### Record excerpts

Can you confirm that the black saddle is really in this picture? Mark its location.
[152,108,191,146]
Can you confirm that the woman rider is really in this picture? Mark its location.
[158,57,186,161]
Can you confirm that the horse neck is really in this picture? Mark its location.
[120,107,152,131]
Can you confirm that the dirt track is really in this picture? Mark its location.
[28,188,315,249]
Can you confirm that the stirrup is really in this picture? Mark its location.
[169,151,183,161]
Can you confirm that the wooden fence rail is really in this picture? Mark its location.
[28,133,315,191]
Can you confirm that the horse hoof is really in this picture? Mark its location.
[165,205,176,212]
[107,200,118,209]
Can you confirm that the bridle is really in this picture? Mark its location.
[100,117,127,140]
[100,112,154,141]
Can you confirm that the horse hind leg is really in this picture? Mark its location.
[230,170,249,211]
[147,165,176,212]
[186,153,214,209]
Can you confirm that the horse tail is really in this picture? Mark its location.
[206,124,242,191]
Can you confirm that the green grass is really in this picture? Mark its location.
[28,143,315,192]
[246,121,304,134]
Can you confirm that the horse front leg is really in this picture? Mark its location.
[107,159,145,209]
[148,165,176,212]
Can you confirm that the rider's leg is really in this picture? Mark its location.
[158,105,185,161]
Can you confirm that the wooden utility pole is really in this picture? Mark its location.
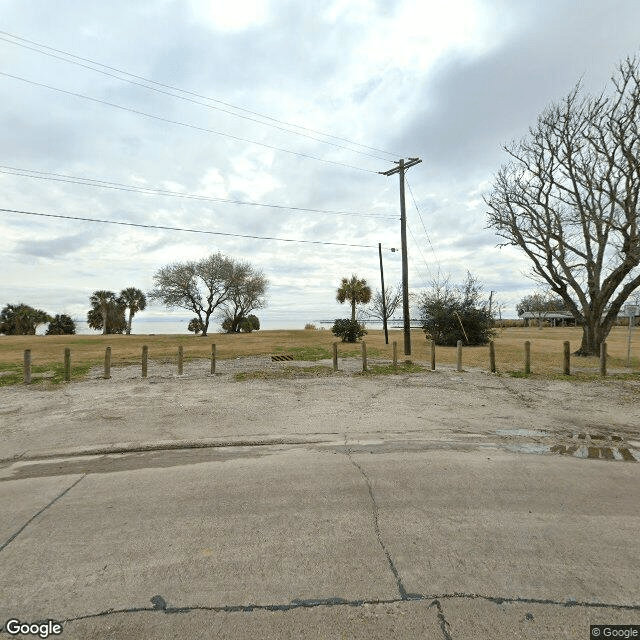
[378,158,422,356]
[378,242,389,344]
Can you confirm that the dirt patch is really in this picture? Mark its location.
[0,357,640,461]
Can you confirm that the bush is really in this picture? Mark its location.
[45,313,76,336]
[187,318,204,335]
[331,318,367,342]
[240,315,260,333]
[420,273,496,347]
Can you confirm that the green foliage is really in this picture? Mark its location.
[148,252,268,336]
[331,318,367,342]
[87,291,127,334]
[118,287,147,335]
[187,318,204,335]
[420,272,496,347]
[336,274,371,320]
[222,315,260,333]
[45,313,76,336]
[0,302,51,336]
[240,314,260,333]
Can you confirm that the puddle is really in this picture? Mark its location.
[495,429,640,462]
[496,429,549,438]
[504,442,551,454]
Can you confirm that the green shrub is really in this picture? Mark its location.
[420,273,495,347]
[331,318,367,342]
[45,313,76,336]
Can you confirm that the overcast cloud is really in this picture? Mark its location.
[0,0,640,331]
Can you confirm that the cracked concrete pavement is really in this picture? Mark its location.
[0,362,640,640]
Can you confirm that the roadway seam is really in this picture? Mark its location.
[344,434,414,600]
[429,598,453,640]
[0,473,87,552]
[0,592,640,640]
[0,593,640,640]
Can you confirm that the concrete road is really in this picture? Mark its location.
[0,435,640,640]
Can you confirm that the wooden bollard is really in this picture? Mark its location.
[24,349,31,384]
[600,342,607,378]
[104,347,111,380]
[64,347,71,382]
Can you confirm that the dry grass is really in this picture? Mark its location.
[0,327,640,376]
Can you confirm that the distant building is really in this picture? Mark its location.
[520,311,576,327]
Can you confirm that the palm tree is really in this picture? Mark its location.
[89,290,116,335]
[336,274,371,320]
[120,287,147,335]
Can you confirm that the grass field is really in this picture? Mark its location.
[0,327,640,385]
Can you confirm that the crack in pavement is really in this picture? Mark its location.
[344,434,416,600]
[429,599,453,640]
[0,473,87,552]
[0,592,640,640]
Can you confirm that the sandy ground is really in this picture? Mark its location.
[0,358,640,640]
[0,357,640,461]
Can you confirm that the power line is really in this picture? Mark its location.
[407,224,433,286]
[0,31,402,161]
[0,208,378,249]
[407,180,442,273]
[0,71,378,174]
[0,165,395,220]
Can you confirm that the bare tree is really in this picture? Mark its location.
[148,253,235,337]
[223,262,269,333]
[485,59,640,355]
[364,284,402,320]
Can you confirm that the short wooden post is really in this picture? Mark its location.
[600,342,607,377]
[104,347,111,380]
[562,340,571,376]
[24,349,31,384]
[64,347,71,382]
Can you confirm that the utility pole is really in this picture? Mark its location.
[378,158,422,356]
[378,242,389,344]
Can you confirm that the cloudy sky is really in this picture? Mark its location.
[0,0,640,331]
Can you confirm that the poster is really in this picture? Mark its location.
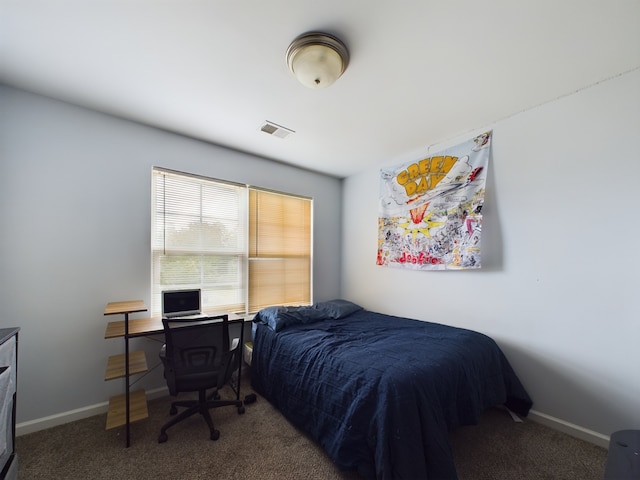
[376,132,492,270]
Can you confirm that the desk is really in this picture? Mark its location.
[104,311,244,338]
[104,300,244,447]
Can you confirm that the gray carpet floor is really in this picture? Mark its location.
[16,377,607,480]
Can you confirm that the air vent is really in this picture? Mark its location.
[260,120,296,138]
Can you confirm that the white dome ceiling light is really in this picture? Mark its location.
[287,32,349,88]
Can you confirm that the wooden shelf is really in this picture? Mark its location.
[104,300,147,315]
[104,350,148,380]
[106,390,149,430]
[104,318,164,338]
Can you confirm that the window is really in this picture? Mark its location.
[151,168,312,316]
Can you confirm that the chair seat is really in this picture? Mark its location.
[158,315,244,443]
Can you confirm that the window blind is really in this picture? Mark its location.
[151,169,247,315]
[249,188,312,312]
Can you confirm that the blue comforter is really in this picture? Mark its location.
[251,310,531,480]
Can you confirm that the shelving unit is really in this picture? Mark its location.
[104,300,149,447]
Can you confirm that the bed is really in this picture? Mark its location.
[251,300,532,479]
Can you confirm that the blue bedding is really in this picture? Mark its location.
[251,307,531,479]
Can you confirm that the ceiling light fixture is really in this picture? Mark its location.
[287,32,349,88]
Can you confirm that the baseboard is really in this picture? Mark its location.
[16,387,169,437]
[527,410,609,448]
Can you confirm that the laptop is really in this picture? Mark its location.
[162,288,208,320]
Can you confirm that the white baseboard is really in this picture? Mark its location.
[16,387,169,437]
[527,410,609,448]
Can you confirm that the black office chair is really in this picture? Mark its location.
[158,315,245,443]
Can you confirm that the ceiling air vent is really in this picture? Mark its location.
[260,120,296,138]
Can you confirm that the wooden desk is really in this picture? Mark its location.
[104,306,244,447]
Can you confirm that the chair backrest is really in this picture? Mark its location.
[161,315,237,395]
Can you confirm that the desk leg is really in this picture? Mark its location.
[124,313,131,448]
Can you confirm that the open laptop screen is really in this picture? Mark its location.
[162,288,200,318]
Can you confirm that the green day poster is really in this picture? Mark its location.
[376,132,492,270]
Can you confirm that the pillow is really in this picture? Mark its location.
[313,299,362,319]
[253,306,327,332]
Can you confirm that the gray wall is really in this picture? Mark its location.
[342,70,640,443]
[0,85,342,426]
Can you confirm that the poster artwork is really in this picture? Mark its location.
[376,132,491,270]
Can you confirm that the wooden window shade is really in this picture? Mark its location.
[151,168,312,316]
[249,188,312,312]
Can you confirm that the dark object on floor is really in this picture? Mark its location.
[158,315,244,443]
[604,430,640,480]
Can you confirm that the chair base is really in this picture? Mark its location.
[158,390,245,443]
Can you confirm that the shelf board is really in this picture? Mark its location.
[104,300,147,315]
[106,390,149,430]
[104,350,148,380]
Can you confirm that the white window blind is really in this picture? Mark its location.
[249,188,311,312]
[151,169,247,315]
[151,168,312,316]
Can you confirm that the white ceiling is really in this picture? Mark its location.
[0,0,640,177]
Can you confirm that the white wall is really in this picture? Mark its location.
[342,70,640,443]
[0,85,342,426]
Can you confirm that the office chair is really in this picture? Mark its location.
[158,315,245,443]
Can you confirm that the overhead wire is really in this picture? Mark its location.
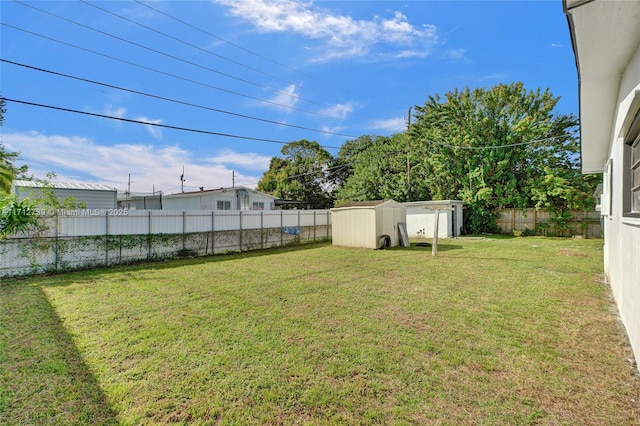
[80,0,312,99]
[0,96,340,149]
[0,58,356,138]
[134,0,349,93]
[0,22,342,120]
[13,0,321,110]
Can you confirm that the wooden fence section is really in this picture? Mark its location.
[0,210,331,279]
[496,208,602,238]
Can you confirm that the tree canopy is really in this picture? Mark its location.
[0,96,28,194]
[258,83,600,233]
[257,139,333,209]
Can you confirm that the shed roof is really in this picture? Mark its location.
[13,180,117,192]
[164,186,278,200]
[563,0,640,173]
[338,200,391,208]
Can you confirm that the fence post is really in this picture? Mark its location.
[239,210,242,251]
[182,210,187,250]
[211,210,216,254]
[104,209,109,266]
[147,210,152,259]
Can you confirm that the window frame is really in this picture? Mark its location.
[623,110,640,218]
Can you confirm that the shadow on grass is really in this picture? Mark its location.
[0,282,119,425]
[5,241,331,287]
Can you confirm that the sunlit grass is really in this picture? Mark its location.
[0,238,638,425]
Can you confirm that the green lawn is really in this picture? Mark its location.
[0,237,639,425]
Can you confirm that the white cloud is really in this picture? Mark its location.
[102,104,163,140]
[320,102,353,120]
[269,84,300,108]
[213,0,439,61]
[370,117,407,133]
[3,132,269,193]
[445,48,467,62]
[135,116,162,139]
[104,105,127,118]
[207,149,271,170]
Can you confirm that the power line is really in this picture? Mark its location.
[80,0,308,99]
[134,0,349,93]
[423,136,558,150]
[0,22,342,120]
[13,0,321,110]
[0,58,355,138]
[0,96,339,149]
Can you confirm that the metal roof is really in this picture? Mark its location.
[13,180,117,192]
[563,0,640,173]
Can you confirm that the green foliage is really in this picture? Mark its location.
[30,172,87,210]
[257,139,333,209]
[0,142,28,194]
[0,194,38,239]
[410,83,595,233]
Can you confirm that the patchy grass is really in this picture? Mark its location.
[0,237,638,425]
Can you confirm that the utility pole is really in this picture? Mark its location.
[407,107,413,201]
[125,173,131,209]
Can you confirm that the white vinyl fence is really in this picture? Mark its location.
[0,209,331,277]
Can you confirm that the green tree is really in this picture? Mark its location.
[409,83,596,233]
[0,96,28,194]
[337,134,411,204]
[257,139,333,209]
[0,194,39,240]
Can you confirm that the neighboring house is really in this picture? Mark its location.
[162,186,277,210]
[563,0,640,360]
[402,200,464,238]
[118,191,163,210]
[12,180,117,209]
[331,200,407,249]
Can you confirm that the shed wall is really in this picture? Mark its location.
[331,208,377,249]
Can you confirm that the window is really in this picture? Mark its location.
[623,111,640,217]
[216,200,231,210]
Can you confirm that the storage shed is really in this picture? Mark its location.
[331,200,407,249]
[12,180,118,209]
[402,200,464,238]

######

Exercise prompt → Write out the lines of the records above from the one containing "Can you confirm that the metal" through the one containing "[0,237,638,425]", keeping every line, and add 117 to each box coordinate in the answers.

Result below →
Can you confirm that the metal roof is really in this picture? Mark its location.
[130,297,234,309]
[680,117,757,290]
Can you confirm that the green foliage is really in this picture? Mark its location.
[147,289,204,327]
[374,256,450,326]
[117,259,145,311]
[117,311,155,356]
[527,200,712,350]
Can you confirm that the patchy grass is really in this picture? Mark its location.
[117,354,755,542]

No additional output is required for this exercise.